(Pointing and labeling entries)
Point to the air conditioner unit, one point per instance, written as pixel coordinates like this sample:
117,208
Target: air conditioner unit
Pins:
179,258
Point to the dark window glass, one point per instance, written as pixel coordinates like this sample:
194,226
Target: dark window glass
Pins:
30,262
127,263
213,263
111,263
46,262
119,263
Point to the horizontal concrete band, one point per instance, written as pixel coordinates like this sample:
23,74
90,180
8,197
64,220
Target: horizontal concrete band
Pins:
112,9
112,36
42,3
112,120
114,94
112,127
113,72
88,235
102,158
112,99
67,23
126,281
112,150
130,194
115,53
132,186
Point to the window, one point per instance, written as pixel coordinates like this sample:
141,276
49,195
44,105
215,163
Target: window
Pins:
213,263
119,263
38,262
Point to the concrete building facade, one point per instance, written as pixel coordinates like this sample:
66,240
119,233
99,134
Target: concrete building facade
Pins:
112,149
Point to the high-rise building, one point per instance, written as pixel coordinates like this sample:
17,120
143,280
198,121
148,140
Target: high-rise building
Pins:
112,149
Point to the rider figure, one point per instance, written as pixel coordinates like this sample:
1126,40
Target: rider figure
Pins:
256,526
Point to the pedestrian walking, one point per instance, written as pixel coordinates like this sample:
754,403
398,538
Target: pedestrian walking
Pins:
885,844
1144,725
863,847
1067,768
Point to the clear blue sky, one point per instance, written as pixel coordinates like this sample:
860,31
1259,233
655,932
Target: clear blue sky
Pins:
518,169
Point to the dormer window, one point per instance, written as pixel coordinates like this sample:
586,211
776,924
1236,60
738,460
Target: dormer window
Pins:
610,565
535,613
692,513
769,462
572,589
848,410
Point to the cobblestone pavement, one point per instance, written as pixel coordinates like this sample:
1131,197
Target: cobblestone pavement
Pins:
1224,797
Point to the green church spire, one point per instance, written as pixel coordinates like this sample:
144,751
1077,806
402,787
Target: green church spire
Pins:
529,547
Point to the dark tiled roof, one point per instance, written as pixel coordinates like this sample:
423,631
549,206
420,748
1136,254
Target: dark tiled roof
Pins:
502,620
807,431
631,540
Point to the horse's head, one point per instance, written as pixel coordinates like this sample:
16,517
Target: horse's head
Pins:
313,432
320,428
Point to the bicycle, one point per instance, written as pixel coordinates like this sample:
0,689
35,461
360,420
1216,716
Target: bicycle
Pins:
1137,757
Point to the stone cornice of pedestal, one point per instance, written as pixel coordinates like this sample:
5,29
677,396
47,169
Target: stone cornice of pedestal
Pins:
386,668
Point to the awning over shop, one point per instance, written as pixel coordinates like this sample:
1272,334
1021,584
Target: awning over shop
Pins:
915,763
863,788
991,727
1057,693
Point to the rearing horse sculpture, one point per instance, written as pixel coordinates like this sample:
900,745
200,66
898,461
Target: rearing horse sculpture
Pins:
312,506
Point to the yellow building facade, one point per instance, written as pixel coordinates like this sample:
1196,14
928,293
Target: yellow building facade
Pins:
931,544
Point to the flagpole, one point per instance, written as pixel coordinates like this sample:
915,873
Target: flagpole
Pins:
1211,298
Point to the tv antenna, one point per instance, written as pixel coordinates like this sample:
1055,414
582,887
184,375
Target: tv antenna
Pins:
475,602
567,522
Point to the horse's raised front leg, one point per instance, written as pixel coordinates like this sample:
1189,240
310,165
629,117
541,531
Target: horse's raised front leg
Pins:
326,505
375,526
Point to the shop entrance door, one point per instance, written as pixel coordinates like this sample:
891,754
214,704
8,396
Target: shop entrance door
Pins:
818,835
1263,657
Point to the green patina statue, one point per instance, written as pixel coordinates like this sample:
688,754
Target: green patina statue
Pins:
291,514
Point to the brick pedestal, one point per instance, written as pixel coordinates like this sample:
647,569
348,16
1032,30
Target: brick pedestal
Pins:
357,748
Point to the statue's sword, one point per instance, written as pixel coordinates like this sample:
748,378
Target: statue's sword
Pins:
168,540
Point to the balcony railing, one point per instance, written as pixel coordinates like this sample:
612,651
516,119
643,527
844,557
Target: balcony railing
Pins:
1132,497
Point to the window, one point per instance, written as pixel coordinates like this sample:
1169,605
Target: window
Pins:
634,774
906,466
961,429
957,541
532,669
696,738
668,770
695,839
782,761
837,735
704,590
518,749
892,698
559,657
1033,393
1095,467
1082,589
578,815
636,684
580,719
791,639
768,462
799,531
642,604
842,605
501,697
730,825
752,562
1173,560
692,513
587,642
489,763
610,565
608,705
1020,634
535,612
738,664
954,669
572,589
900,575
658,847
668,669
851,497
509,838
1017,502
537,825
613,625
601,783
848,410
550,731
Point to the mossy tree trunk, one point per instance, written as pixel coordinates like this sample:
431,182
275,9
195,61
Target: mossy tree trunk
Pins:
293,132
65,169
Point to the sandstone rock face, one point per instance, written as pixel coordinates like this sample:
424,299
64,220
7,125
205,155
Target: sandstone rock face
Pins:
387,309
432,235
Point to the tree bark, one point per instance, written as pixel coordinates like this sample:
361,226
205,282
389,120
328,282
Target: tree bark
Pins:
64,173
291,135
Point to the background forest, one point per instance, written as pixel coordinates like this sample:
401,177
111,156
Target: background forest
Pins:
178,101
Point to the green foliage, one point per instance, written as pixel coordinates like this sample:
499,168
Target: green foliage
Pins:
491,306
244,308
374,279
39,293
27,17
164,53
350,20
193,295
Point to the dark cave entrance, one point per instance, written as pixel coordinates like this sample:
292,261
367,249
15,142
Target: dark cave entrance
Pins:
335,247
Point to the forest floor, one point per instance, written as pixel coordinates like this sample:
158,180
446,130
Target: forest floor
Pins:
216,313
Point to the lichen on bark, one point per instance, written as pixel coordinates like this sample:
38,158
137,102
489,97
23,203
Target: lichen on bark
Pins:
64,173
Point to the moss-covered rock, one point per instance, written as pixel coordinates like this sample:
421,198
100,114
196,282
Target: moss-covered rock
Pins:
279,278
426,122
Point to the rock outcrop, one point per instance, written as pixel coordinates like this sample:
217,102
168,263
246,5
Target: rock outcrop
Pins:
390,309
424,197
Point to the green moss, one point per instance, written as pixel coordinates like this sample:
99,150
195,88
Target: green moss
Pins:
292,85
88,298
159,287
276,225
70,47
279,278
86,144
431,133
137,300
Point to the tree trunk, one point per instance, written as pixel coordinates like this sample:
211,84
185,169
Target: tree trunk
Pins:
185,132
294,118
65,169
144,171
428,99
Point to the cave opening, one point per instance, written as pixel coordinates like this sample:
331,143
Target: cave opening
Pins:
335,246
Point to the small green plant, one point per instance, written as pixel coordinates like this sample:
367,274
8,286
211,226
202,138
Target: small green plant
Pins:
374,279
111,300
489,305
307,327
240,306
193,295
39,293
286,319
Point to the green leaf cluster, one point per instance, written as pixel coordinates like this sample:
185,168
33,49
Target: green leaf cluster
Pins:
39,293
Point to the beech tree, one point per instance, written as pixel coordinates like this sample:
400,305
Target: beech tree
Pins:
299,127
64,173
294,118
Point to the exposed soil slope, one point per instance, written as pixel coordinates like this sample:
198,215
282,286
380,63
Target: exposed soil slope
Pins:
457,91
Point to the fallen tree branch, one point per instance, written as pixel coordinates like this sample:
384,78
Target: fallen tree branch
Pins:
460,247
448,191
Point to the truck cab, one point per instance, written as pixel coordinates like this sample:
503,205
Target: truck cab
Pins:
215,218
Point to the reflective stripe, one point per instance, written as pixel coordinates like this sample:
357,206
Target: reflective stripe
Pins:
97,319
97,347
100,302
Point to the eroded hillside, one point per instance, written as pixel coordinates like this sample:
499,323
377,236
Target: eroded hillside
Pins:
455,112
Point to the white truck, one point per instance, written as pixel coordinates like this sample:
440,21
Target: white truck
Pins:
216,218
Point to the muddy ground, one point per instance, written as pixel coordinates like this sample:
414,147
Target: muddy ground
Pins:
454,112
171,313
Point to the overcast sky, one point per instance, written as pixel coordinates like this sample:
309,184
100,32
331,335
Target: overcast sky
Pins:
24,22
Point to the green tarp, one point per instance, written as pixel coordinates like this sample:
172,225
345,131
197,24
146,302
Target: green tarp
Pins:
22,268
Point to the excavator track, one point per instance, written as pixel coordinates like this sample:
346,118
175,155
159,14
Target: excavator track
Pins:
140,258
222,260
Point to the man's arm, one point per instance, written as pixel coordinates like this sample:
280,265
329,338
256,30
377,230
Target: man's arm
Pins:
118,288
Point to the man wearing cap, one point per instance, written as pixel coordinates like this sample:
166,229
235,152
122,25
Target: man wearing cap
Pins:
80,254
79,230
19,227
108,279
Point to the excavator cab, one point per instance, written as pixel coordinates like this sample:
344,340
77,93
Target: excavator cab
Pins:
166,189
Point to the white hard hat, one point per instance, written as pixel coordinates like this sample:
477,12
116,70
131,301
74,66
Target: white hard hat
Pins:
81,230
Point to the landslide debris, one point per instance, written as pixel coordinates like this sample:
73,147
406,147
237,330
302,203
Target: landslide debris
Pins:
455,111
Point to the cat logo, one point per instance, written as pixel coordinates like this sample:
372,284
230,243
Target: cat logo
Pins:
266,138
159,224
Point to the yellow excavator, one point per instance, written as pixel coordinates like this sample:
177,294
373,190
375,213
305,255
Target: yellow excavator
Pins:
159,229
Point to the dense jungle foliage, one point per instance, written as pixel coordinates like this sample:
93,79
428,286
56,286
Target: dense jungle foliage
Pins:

Task instructions:
Extract, verbatim, the lines from the one containing "Point to the eroded" through the last line of the listing above.

Finished exercise:
Point to the eroded hillside, one point per instance, written as pixel coordinates like this sample:
499,323
377,236
Target: eroded hillside
Pins:
455,112
Point to the white truck, one point per instance, written as pixel coordinates like this sample:
440,21
Target: white truck
Pins:
216,218
Point to the muddy ground, one point per instance, written as pixel coordinates like this sample:
414,147
Target: muddy ground
Pins:
454,112
171,313
Point to the overcast sky, one point per instance, written as pixel coordinates like this sample:
309,184
100,32
331,335
Target: overcast sky
Pins:
24,22
Point to the green tarp, one point per instance, written as pixel coordinates like this sample:
172,225
345,131
197,24
146,302
Target: green tarp
Pins:
22,268
Point to the excavator track, one point per instance, written as pixel coordinates like this sample:
346,118
175,155
159,14
Target: excavator track
Pins:
140,258
222,260
Point to the man's arm, one point per instance, written as pixel coordinates like this sample:
280,265
329,338
256,30
377,230
Target: man's arm
Pins:
118,288
Point to the man wearing cap, one point per instance, written as pixel coordinates like this sample:
166,229
235,152
122,25
Target: man wearing cap
Pins:
80,254
79,230
19,227
108,279
Point to the excavator cab, one point per instance, written as pixel coordinates like this sample:
344,340
77,93
Target: excavator cab
Pins:
166,189
Point to the white hard hat, one point per instance, written as pixel coordinates like this sample:
477,12
116,70
131,301
74,66
Target: white hard hat
Pins:
81,230
Point to the landslide debris, one point per instance, written as pixel coordinates like this sample:
73,147
406,147
237,330
302,203
Target: landslide debris
Pins:
455,111
Point to the cat logo, one point per instance, written as pixel coordinates like this sample:
372,284
230,243
Target: cat logo
Pins:
266,138
159,224
Point to the yellow excavator, one point per instance, written as pixel coordinates like this sample:
177,294
373,190
375,213
305,255
Target: yellow excavator
Pins:
159,229
Point to the dense jungle foliage, one point per instance, written as pixel coordinates like this sample:
93,79
428,286
56,286
Target: dense jungle foliage
Pins:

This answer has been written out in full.